• SELECTED PASSAGE:
# # # # # # #
Saturday, May 28, 2011

Breaking up is hard to do...


"Men want the same thing from their underwear that they want from women:  a little bit of support, and a little bit of freedom." - Jerry Seinfeld

  That quote can go for both genders. I know that I can relate. That's what I want and I am looking for. I want someone to be there for me, just like I will be there for them. I want someone that will give me my space, just like I would do the same. I'm already claustrophobic; do you want to make be emotionally claustrophobic too? I went out with a certain "fish", and it went well. In fact, we had a 2nd "meet up" and that was a good night too. So, what was the problem you ask? HA! Well, we agreed on meeting Friday night after my Post-St. Paddy's Day celebration. He knew I would be sauced and randy. Smart guy. Sadly, something came up. I forgot that I made plans to meet with another fish for the first time. I wasn't gonna cancel, because I had some liquid courage going on. Enough to meet this new fish that was pretty damn attractive in his pics. Don't judge! Fish #1 was a cool guy, but did I see something serious in the future? No. Handful of dates? Yeah, why not? I had options and I was going to take advantage of it.
 Anyways, I told Fish #1 that I was too drunk and would love a rain-check. I needed to go home and sleep. There was no way I was going to be good company. Yes, I lied. Ugh! I hate lying, but I hate being rude and inconsiderate more. I couldn't tell him that I overbooked and had another date. (Stupid me! Looking at the outcome now, I should have.) Fish #1, somehow was already around my neck of the woods and wanted to check on me. I apologized for making him come out all the way over here (mind you, even though I never said to) and explained I didn't want to see him in this state. I didn't respond to the rest of the texts. I met Fish #2 and hit it off NICELY with him. Turned out, he was more nervous to meet me than I was. I'm so intimidating. ;)
# # # # # # #
• SOURCE DATA:
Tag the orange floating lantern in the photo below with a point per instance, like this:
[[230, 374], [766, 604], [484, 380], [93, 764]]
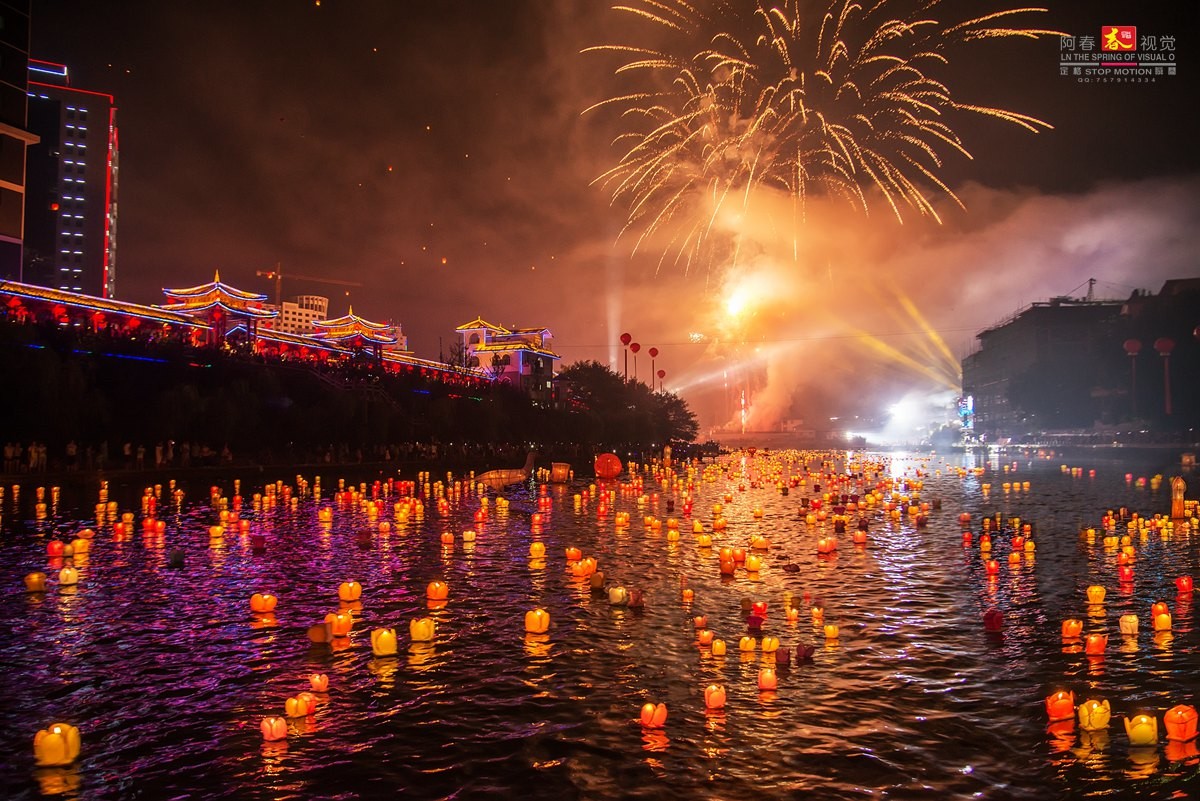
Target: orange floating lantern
[[274, 728], [714, 697], [263, 603], [1181, 722], [654, 715], [537, 621], [1061, 705], [1095, 715]]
# # # # # # #
• PROBLEM TO SOLVE:
Answer these questions using the blog post above.
(a) Who is credited with the quote about underwear?
(b) After which celebration had the writer agreed to meet Fish #1 on Friday night?
(c) What reason did the writer give Fish #1 for wanting a rain-check?

• RESULT OF THE TASK:
(a) Jerry Seinfeld.
(b) The writer's Post-St. Paddy's Day celebration.
(c) The writer said they were too drunk and needed to go home and sleep.